[DATA PROVIDED Boundary: Start]

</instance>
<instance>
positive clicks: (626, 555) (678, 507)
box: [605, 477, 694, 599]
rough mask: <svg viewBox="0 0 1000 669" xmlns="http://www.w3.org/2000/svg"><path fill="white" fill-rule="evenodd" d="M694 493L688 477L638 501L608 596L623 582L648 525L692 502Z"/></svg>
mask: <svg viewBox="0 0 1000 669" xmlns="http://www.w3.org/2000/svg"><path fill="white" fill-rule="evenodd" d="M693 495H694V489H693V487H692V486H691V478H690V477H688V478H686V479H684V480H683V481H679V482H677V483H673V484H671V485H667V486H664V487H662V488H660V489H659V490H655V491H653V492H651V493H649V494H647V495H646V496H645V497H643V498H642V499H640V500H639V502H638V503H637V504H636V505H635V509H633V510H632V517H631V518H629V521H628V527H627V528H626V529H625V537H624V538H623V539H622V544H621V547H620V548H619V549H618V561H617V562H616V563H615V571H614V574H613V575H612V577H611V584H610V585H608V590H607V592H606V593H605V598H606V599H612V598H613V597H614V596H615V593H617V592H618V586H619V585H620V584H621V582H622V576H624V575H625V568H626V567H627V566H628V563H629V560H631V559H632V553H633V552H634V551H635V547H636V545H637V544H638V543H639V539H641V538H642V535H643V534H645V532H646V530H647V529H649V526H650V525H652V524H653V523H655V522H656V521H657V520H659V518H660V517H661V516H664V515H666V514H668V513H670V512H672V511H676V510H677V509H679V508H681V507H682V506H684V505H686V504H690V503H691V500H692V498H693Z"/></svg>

[DATA PROVIDED Boundary: End]

TASK DESCRIPTION>
Word for word, please return the lines from the one containing "positive clicks: (626, 555) (678, 507)" through the end of the listing, both ends included, and nothing else.

THE ANSWER>
positive clicks: (626, 555) (678, 507)
box: [605, 477, 694, 599]
rough mask: <svg viewBox="0 0 1000 669" xmlns="http://www.w3.org/2000/svg"><path fill="white" fill-rule="evenodd" d="M694 493L688 477L638 501L608 596L623 582L648 525L692 502Z"/></svg>
mask: <svg viewBox="0 0 1000 669" xmlns="http://www.w3.org/2000/svg"><path fill="white" fill-rule="evenodd" d="M693 495H694V489H693V487H692V486H691V478H690V477H688V478H686V479H684V480H683V481H679V482H677V483H673V484H671V485H667V486H664V487H662V488H660V489H659V490H655V491H653V492H651V493H649V494H647V495H646V496H645V497H643V498H642V499H640V500H639V502H638V503H637V504H636V505H635V509H633V510H632V517H631V518H629V521H628V527H627V528H626V529H625V537H624V538H623V539H622V544H621V547H620V548H619V549H618V561H617V562H616V563H615V571H614V574H613V575H612V577H611V584H610V585H608V590H607V592H606V593H605V598H606V599H612V598H613V597H614V596H615V593H617V592H618V586H619V585H620V584H621V582H622V576H624V575H625V568H626V567H627V566H628V563H629V560H631V559H632V553H633V552H634V551H635V547H636V545H637V544H638V543H639V539H641V538H642V535H643V534H645V532H646V530H647V529H649V526H650V525H652V524H653V523H655V522H656V521H657V520H659V518H660V517H661V516H664V515H666V514H668V513H670V512H672V511H676V510H677V509H679V508H681V507H682V506H684V505H686V504H690V503H691V500H692V498H693Z"/></svg>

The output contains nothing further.